EXERCISE PROMPT: Arrange every line of the records below as a numbered list, skipping blank lines and leaving the pictures out.

LISTING:

** begin **

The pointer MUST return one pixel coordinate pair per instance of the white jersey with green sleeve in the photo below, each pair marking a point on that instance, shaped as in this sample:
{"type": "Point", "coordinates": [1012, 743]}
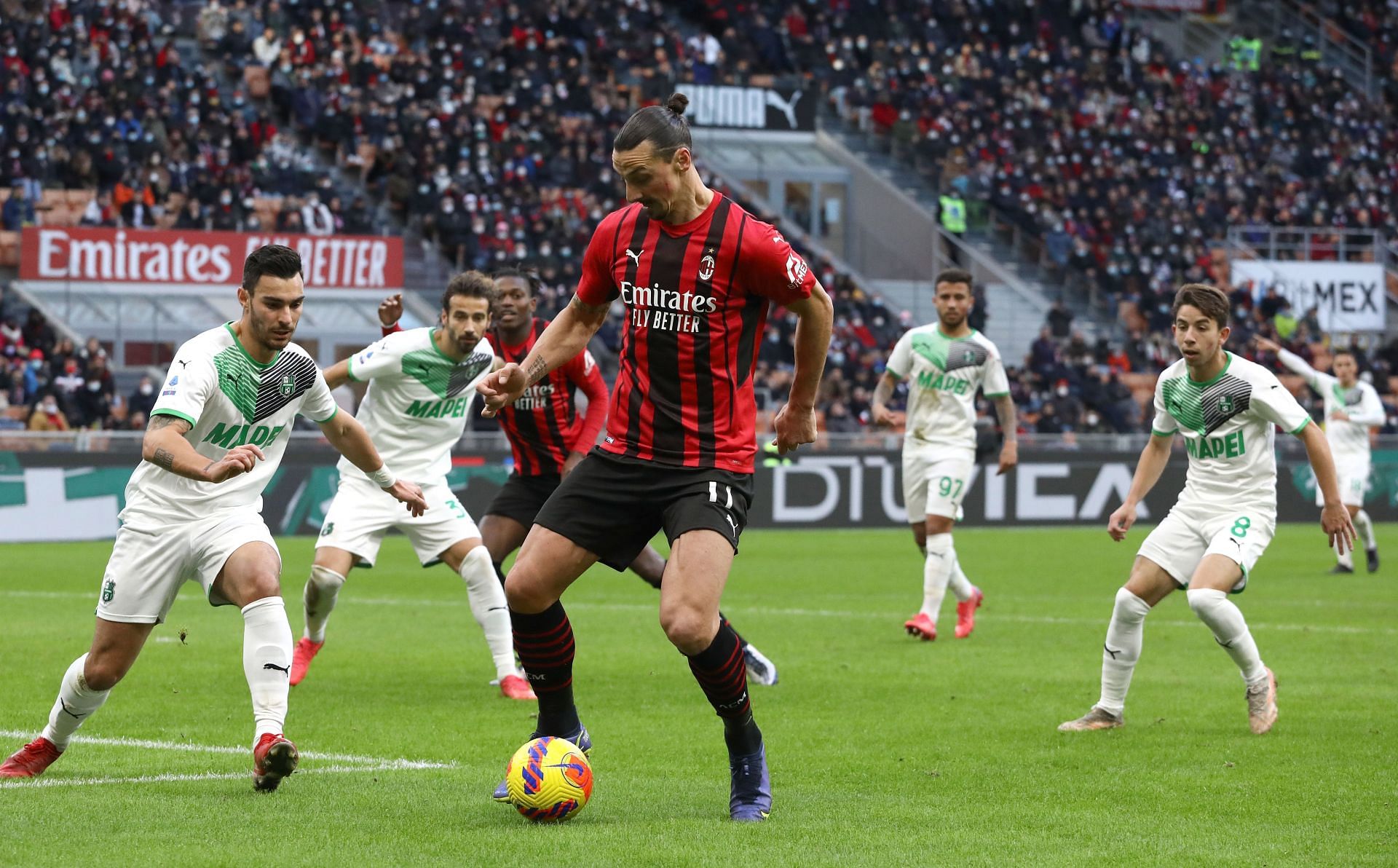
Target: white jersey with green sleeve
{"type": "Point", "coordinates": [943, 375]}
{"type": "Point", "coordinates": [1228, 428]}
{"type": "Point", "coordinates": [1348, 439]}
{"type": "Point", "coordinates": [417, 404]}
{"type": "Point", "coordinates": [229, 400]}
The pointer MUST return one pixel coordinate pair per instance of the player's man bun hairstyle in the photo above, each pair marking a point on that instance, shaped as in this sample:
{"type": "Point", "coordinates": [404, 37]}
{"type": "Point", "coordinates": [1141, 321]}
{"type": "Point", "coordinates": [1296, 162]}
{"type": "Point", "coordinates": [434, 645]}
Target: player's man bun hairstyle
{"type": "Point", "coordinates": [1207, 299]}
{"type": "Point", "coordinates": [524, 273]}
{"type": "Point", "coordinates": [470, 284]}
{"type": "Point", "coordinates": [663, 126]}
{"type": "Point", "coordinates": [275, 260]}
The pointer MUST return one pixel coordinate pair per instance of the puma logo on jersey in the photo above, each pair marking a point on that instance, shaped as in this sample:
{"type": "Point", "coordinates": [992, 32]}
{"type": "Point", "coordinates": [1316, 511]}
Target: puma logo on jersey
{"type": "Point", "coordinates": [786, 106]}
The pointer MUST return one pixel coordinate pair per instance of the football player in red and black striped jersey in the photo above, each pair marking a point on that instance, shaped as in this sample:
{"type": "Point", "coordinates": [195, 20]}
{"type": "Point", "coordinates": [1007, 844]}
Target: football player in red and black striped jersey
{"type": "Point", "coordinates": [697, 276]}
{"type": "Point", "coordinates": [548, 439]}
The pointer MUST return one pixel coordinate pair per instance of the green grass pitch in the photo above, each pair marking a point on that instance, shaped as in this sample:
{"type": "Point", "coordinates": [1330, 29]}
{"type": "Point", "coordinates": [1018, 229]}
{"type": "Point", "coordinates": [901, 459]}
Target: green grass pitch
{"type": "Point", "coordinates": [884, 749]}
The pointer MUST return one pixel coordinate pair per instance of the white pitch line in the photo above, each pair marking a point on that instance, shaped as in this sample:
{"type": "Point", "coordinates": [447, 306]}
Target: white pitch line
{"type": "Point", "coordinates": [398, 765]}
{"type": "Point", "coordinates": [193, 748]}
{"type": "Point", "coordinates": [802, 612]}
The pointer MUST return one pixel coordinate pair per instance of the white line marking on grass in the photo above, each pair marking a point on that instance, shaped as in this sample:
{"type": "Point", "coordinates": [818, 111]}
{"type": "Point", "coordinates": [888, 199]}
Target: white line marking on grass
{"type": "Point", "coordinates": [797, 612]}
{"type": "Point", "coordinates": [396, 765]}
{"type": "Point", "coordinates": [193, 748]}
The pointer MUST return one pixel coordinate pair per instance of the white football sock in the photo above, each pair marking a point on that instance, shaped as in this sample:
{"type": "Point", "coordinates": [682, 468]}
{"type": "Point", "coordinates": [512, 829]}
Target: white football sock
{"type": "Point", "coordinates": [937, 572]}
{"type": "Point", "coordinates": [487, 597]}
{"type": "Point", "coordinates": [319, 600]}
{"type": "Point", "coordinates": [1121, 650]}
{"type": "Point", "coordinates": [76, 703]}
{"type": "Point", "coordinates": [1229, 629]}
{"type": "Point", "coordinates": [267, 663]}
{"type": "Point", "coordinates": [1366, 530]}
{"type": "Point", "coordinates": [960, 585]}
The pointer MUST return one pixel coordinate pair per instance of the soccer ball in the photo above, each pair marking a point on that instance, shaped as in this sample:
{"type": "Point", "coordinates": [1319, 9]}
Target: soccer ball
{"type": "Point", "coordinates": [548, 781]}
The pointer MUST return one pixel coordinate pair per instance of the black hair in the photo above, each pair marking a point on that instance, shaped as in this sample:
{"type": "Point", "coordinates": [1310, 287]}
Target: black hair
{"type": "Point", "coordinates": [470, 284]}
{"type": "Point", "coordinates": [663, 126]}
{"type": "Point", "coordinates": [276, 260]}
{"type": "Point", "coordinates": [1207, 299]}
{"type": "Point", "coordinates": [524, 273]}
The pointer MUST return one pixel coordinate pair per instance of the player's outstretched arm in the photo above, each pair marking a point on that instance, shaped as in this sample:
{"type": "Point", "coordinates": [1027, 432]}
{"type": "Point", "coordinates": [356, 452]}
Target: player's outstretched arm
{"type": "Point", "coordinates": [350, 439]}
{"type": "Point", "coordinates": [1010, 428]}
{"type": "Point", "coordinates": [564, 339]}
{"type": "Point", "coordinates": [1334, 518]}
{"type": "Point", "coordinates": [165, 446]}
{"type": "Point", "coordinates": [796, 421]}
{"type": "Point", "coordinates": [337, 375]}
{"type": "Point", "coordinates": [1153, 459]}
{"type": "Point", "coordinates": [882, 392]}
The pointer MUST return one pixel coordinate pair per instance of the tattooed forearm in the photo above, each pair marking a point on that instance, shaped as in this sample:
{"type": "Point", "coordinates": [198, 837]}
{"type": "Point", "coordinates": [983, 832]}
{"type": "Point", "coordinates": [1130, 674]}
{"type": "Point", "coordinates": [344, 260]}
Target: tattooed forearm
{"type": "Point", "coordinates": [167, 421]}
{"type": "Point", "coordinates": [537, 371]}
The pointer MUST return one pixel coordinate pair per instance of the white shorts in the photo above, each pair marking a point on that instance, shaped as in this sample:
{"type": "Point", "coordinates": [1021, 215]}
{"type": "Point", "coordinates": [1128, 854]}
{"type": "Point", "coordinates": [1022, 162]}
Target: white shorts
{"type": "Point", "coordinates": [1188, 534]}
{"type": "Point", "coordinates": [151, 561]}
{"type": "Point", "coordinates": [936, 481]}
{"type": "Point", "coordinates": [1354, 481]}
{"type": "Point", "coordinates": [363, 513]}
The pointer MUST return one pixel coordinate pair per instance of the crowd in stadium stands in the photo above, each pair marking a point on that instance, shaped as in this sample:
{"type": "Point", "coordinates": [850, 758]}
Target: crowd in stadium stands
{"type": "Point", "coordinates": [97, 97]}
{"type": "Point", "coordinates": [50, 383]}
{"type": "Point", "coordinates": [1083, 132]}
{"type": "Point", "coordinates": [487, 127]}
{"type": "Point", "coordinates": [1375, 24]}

** end **

THE RESULT:
1. The pointer MUST return one pixel coordinate pair per instance of the white jersey with green sleeve in the photo below, each pair marking a point on that instance, shaped as in this sample:
2. {"type": "Point", "coordinates": [1012, 743]}
3. Target: white jersey with green sleeve
4. {"type": "Point", "coordinates": [943, 375]}
5. {"type": "Point", "coordinates": [1228, 428]}
6. {"type": "Point", "coordinates": [1348, 439]}
7. {"type": "Point", "coordinates": [417, 404]}
8. {"type": "Point", "coordinates": [229, 400]}
9. The pointer MUST return one pixel coordinate pair per instance of the player's man bun hairstyle in the photo above, each pair marking a point on that instance, shaped as in this sample:
10. {"type": "Point", "coordinates": [404, 37]}
11. {"type": "Point", "coordinates": [1141, 321]}
12. {"type": "Point", "coordinates": [1296, 162]}
13. {"type": "Point", "coordinates": [434, 645]}
14. Target: player's man bun hairstyle
15. {"type": "Point", "coordinates": [1207, 299]}
16. {"type": "Point", "coordinates": [524, 273]}
17. {"type": "Point", "coordinates": [470, 284]}
18. {"type": "Point", "coordinates": [663, 126]}
19. {"type": "Point", "coordinates": [275, 260]}
20. The pointer MUST return one pixel coordinate pair per instance of the puma logo on jersey in the photo above, each pair marking a point on that instance, shaped as in this sample:
21. {"type": "Point", "coordinates": [992, 32]}
22. {"type": "Point", "coordinates": [1316, 511]}
23. Target: puma logo on jersey
24. {"type": "Point", "coordinates": [786, 106]}
25. The pointer MUST return one pixel coordinate pair per instance of the football player in red and black striped jersey in the photo above, each pair marking a point on that instance, shaped as in this sample:
26. {"type": "Point", "coordinates": [195, 20]}
27. {"type": "Point", "coordinates": [1007, 844]}
28. Target: football player in red and black striped jersey
29. {"type": "Point", "coordinates": [697, 276]}
30. {"type": "Point", "coordinates": [548, 439]}
31. The pointer MUST return one pixel coordinate pair per instance of the green grass pitch in the photo above, each pair marking a point on that instance, shaped as in this sample:
32. {"type": "Point", "coordinates": [1330, 29]}
33. {"type": "Point", "coordinates": [1018, 229]}
34. {"type": "Point", "coordinates": [901, 459]}
35. Target: green grass pitch
36. {"type": "Point", "coordinates": [884, 749]}
37. The pointer MUST return one pixel coordinate pair per instance of the white pitch line in the photo above, each pair marking a point on that instance, shaped as in this sample:
38. {"type": "Point", "coordinates": [447, 306]}
39. Target: white pitch line
40. {"type": "Point", "coordinates": [398, 765]}
41. {"type": "Point", "coordinates": [193, 748]}
42. {"type": "Point", "coordinates": [802, 612]}
43. The pointer MUST return one pixel coordinate pair per instance of the white line marking on grass in the photo above, each pair marking a point on that instance, shaped as in this sample:
44. {"type": "Point", "coordinates": [818, 111]}
45. {"type": "Point", "coordinates": [888, 199]}
46. Target: white line marking on grass
47. {"type": "Point", "coordinates": [797, 612]}
48. {"type": "Point", "coordinates": [396, 765]}
49. {"type": "Point", "coordinates": [193, 748]}
50. The pointer MUST return one pixel coordinate pair per instance of the white football sock in the photo above, each pair marking a point on that instance, shaped as in this sample:
51. {"type": "Point", "coordinates": [682, 468]}
52. {"type": "Point", "coordinates": [512, 829]}
53. Target: white football sock
54. {"type": "Point", "coordinates": [937, 572]}
55. {"type": "Point", "coordinates": [487, 597]}
56. {"type": "Point", "coordinates": [319, 600]}
57. {"type": "Point", "coordinates": [1121, 650]}
58. {"type": "Point", "coordinates": [76, 703]}
59. {"type": "Point", "coordinates": [1229, 629]}
60. {"type": "Point", "coordinates": [267, 663]}
61. {"type": "Point", "coordinates": [1366, 530]}
62. {"type": "Point", "coordinates": [960, 585]}
63. The pointer MUST return one pixel coordinate pair per instance of the soccer ball in the photo above, each pair marking a point on that instance, shaped as in this sample:
64. {"type": "Point", "coordinates": [1319, 9]}
65. Target: soccer ball
66. {"type": "Point", "coordinates": [548, 781]}
67. The pointer MUST return one pixel coordinate pair per instance of the black hair in the photo above, each pair marking a point on that instance, shaped as in this sample:
68. {"type": "Point", "coordinates": [1310, 287]}
69. Target: black hair
70. {"type": "Point", "coordinates": [470, 284]}
71. {"type": "Point", "coordinates": [663, 126]}
72. {"type": "Point", "coordinates": [276, 260]}
73. {"type": "Point", "coordinates": [1207, 299]}
74. {"type": "Point", "coordinates": [524, 273]}
75. The pointer MUST return one pixel coordinate pair per instance of the player's outstretched arm in the photo above, each pair marking a point on that instance, shaped as in this sample:
76. {"type": "Point", "coordinates": [1027, 432]}
77. {"type": "Point", "coordinates": [356, 452]}
78. Target: player's outstretched arm
79. {"type": "Point", "coordinates": [350, 439]}
80. {"type": "Point", "coordinates": [1010, 428]}
81. {"type": "Point", "coordinates": [564, 339]}
82. {"type": "Point", "coordinates": [1334, 518]}
83. {"type": "Point", "coordinates": [165, 446]}
84. {"type": "Point", "coordinates": [796, 421]}
85. {"type": "Point", "coordinates": [337, 375]}
86. {"type": "Point", "coordinates": [1153, 459]}
87. {"type": "Point", "coordinates": [882, 392]}
88. The pointer MUST return one pixel coordinate pair per instance of the tattooed forearm in the photo above, each pair marking a point on that instance, shaped as in this sample:
89. {"type": "Point", "coordinates": [198, 837]}
90. {"type": "Point", "coordinates": [983, 832]}
91. {"type": "Point", "coordinates": [1130, 674]}
92. {"type": "Point", "coordinates": [344, 260]}
93. Target: tattooed forearm
94. {"type": "Point", "coordinates": [167, 421]}
95. {"type": "Point", "coordinates": [537, 371]}
96. The pointer MUST return one pixel coordinate pair per instance of the white shorts in the photo above, each pair marking a point on that instance, shaped as in this sample:
97. {"type": "Point", "coordinates": [1021, 215]}
98. {"type": "Point", "coordinates": [1128, 854]}
99. {"type": "Point", "coordinates": [1022, 162]}
100. Target: white shorts
101. {"type": "Point", "coordinates": [1188, 534]}
102. {"type": "Point", "coordinates": [151, 561]}
103. {"type": "Point", "coordinates": [936, 481]}
104. {"type": "Point", "coordinates": [1354, 481]}
105. {"type": "Point", "coordinates": [363, 513]}
106. The pointer MUST return one pixel coordinate pair per instance of the crowd in stadium stands in the photo above, each pair marking a point on that instance, shaped as in this sample:
107. {"type": "Point", "coordinates": [850, 758]}
108. Target: crowd in stadium stands
109. {"type": "Point", "coordinates": [97, 97]}
110. {"type": "Point", "coordinates": [50, 383]}
111. {"type": "Point", "coordinates": [1083, 132]}
112. {"type": "Point", "coordinates": [487, 127]}
113. {"type": "Point", "coordinates": [1375, 24]}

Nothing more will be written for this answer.